▶ Instructions for the task
Repeat the whole listing exactly.
= = = =
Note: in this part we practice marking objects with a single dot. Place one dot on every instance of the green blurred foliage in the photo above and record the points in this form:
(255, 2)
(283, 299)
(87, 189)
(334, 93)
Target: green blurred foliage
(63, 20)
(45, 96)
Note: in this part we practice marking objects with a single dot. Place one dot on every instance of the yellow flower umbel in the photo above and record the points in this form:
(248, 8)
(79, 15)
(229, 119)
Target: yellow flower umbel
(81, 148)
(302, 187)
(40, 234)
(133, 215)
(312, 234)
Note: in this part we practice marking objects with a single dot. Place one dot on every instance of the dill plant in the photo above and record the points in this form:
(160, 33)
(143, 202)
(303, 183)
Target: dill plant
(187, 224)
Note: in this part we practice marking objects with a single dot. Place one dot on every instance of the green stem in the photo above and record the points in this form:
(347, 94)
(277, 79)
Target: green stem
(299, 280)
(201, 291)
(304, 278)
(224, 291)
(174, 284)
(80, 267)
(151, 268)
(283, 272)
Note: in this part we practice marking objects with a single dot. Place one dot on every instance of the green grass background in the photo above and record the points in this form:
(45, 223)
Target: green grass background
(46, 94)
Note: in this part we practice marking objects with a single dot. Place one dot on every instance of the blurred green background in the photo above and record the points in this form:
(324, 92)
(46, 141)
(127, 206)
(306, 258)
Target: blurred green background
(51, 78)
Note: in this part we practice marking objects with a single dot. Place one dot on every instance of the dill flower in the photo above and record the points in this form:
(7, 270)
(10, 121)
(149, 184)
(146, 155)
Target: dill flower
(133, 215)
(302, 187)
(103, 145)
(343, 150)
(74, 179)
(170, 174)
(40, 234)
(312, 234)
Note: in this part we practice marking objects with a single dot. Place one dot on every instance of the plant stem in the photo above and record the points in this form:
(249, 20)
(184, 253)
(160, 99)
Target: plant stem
= = = =
▶ Output of the task
Note: in this part we practice marking objects with a single dot. Place one dot on every instance of the green blurred foliage in the photo above and record the points in this form:
(255, 2)
(283, 299)
(87, 189)
(334, 93)
Target: green blurred foliage
(63, 20)
(45, 96)
Note: in this part we practice marking objects with a single dot. Place one dot on every instance of the yellow flower umbel in the photo above and record the points in this form:
(248, 8)
(79, 15)
(229, 119)
Target: yellow flower umbel
(81, 148)
(302, 187)
(40, 234)
(133, 215)
(312, 234)
Note: in this part we practice marking objects with a single dot. Place one dot on every instance of the dill plant in the photo above and record the points in this form:
(160, 33)
(143, 202)
(303, 183)
Target: dill plant
(187, 224)
Note: in this part we practice marking objects with a single dot. Place one dot on every instance of the green stem in the photo above and record the points in this form:
(347, 94)
(277, 79)
Target: green stem
(299, 280)
(201, 291)
(304, 278)
(224, 291)
(174, 284)
(80, 267)
(151, 268)
(283, 272)
Note: in this part we practice marking objects with a single dot. Place one dot on every instance of the green grass background in the photo above and record the points in this form:
(45, 223)
Target: green grass background
(46, 94)
Note: in this part we practice marking objects with a single dot. Place one dot on every instance of the blurred green background in the photo above and record the points in this form:
(324, 92)
(46, 141)
(127, 206)
(306, 258)
Target: blurred green background
(51, 78)
Note: in this part we practice marking objects with a single dot. Place one dot on every instance of the dill flower in the photo above and record the points in this form:
(7, 270)
(10, 121)
(149, 184)
(146, 155)
Target: dill flower
(133, 215)
(302, 187)
(103, 145)
(343, 150)
(74, 179)
(170, 174)
(40, 234)
(312, 234)
Note: in this part we practice marking objects with a single dot. Place one dot on every instance of the plant stem in the photo above and record the points in this form:
(249, 20)
(184, 253)
(160, 99)
Target: plant stem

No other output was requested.